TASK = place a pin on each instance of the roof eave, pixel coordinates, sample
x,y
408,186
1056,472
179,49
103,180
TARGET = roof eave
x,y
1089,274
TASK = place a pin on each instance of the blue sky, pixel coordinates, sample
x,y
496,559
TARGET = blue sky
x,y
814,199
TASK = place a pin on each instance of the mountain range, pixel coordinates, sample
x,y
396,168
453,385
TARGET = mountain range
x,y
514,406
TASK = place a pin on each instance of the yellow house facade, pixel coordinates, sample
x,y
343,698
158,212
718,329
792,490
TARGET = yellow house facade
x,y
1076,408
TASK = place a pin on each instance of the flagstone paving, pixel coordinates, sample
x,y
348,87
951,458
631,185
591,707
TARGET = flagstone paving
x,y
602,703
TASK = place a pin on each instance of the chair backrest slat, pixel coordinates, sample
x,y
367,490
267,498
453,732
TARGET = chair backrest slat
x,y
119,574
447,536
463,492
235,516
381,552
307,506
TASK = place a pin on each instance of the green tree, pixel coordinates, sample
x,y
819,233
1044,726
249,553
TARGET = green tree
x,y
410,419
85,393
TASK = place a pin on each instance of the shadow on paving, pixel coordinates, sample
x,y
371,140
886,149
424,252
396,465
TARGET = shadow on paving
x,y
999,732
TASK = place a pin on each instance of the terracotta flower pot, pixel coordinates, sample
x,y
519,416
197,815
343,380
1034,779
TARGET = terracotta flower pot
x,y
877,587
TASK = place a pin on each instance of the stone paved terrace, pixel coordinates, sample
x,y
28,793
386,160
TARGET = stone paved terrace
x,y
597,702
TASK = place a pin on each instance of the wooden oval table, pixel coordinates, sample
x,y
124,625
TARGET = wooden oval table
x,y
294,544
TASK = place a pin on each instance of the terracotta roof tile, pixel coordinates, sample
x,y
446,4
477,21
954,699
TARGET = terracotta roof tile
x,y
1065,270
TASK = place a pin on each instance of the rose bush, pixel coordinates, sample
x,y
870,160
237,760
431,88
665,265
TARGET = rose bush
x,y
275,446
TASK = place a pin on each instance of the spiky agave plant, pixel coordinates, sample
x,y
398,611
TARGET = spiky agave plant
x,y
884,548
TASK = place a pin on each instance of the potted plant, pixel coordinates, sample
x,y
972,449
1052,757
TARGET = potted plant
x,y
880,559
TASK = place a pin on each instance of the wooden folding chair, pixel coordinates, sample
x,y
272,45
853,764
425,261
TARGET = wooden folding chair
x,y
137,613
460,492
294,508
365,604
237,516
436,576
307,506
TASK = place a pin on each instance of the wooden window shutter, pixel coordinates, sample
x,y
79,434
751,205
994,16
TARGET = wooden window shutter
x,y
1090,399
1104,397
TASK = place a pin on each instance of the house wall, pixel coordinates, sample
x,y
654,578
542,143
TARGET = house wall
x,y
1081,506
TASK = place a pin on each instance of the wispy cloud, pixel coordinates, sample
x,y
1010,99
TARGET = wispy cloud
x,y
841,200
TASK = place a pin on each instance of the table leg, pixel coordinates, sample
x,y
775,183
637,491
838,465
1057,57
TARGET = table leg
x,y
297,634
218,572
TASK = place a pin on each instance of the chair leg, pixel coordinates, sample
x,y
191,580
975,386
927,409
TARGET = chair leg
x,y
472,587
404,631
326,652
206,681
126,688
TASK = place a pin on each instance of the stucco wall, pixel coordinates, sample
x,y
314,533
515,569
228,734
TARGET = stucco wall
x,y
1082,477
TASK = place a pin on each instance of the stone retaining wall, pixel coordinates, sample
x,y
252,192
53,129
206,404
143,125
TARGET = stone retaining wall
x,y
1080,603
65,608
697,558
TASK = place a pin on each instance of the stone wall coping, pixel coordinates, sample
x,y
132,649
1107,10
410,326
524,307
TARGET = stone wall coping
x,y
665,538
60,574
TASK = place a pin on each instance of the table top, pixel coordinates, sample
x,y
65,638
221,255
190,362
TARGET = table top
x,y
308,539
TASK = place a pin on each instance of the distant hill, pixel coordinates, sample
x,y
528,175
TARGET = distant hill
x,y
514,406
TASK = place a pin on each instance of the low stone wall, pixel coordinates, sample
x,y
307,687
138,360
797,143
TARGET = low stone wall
================
## Problem to work on
All of the records must be retyped exactly as they are.

## Complete response
TASK = place a pin on each instance of the roof eave, pixel coordinates, sample
x,y
408,186
1056,472
179,49
103,180
TARGET = roof eave
x,y
1089,274
TASK = place a pin on each instance of the blue sky, pixel coordinates, sample
x,y
496,559
TARGET = blue sky
x,y
814,199
TASK = place a pin on each instance of the mountain range, pixel coordinates, sample
x,y
396,168
453,385
TARGET = mountain range
x,y
514,406
TASK = place a pin on each instance of the yellow house facade, pixel coordinates, sample
x,y
343,698
158,212
718,329
792,490
TARGET = yellow house facade
x,y
1076,408
TASK = place a pin on each instance of the flagstone paving, pixel coordinates, sample
x,y
348,87
951,458
631,185
591,707
TARGET = flagstone paving
x,y
602,703
TASK = place a pin on each instance of the chair backrest slat, pixel coordinates, sample
x,y
367,490
267,498
453,732
TARGET = chair backrest slat
x,y
119,574
447,536
463,492
235,516
381,552
307,506
TASK = place a pin on each instance of the green tree, pixel coordinates, sample
x,y
819,233
1044,726
249,553
TARGET = green tree
x,y
410,419
85,393
TASK = place a pin on each instance of the shadow on paving, pixel coordinates, sample
x,y
371,140
886,149
424,252
396,465
TARGET = shadow on paving
x,y
999,732
TASK = place a pin on each instance of the terracotta flower pot, pixel coordinates, sample
x,y
519,416
197,815
343,380
1034,779
TARGET = terracotta flower pot
x,y
877,587
TASK = place a pin on each instance of the stone paved terrace, pixel coordinates, sample
x,y
28,793
386,160
TARGET = stone paved terrace
x,y
597,702
TASK = place a pin on each instance of the wooden oval table, pixel coordinates, sample
x,y
124,625
TARGET = wooden oval table
x,y
294,544
TASK = place a pin on each instance of the terracotta roof tile, pixel coordinates, sample
x,y
446,4
477,21
954,699
TARGET = terracotta roof tile
x,y
1065,270
TASK = place a pin on each instance of the rose bush, pixel coordinates, sample
x,y
870,160
237,760
431,88
665,265
TARGET = rose bush
x,y
275,446
TASK = place a pin on each instance of the spiky agave plant, pixel coordinates, sample
x,y
398,611
TARGET = spiky agave plant
x,y
884,548
TASK = place a pin on each instance of the potted plant, pixel coordinates, sample
x,y
972,449
1052,757
TARGET = potted plant
x,y
880,559
TASK = place a pin on each instance of the wooden folding chair, pixel coordinates, sample
x,y
272,45
853,764
425,261
TARGET = wooden folding chair
x,y
137,613
460,492
294,508
365,604
237,516
436,576
307,506
TASK = place a pin on each instance of the wooden window shutter, pixel coordinates, sample
x,y
79,434
751,205
994,16
TARGET = wooden window shutter
x,y
1090,399
1104,397
TASK = place a pin on each instance of the house wall, pixel coordinates, sample
x,y
654,578
542,143
TARGET = house wall
x,y
1081,506
TASK = place a pin on each instance of the wispy cloud, pixel coordinates, sample
x,y
1010,99
TARGET = wispy cloud
x,y
841,200
TASK = place a pin on each instance of the table leg, pixel coordinates, sample
x,y
775,183
637,491
838,465
1057,57
TARGET = table leg
x,y
297,634
218,572
TASK = place a pin on each instance of the chair leg, pixel coordinates, sample
x,y
191,580
975,386
927,409
TARGET = chair leg
x,y
472,587
404,631
326,652
206,681
126,688
TASK = place a pin on each instance of the stucco wall, pixel coordinates, sample
x,y
314,533
515,569
228,734
TARGET = stucco wall
x,y
1082,477
TASK = place a pin on each instance of the stone retaining wall, pixel coordinates, sample
x,y
252,192
53,129
206,404
143,125
TARGET = stone retaining wall
x,y
1080,603
65,608
697,558
TASK = place a pin on each instance of the stone wall coping, pixel coordinates, sample
x,y
132,649
1107,10
410,326
524,307
TARGET = stone wall coping
x,y
665,538
60,574
TASK = place a pin on each instance of the table top, pixel coordinates, sample
x,y
65,638
221,255
190,362
TARGET = table top
x,y
308,539
TASK = place a pin on each instance of the distant hill, pixel coordinates, sample
x,y
528,175
TARGET = distant hill
x,y
514,406
TASK = place a pin on each instance of the low stone wall, pixel coordinates, sample
x,y
307,687
138,360
797,143
TARGET = low stone wall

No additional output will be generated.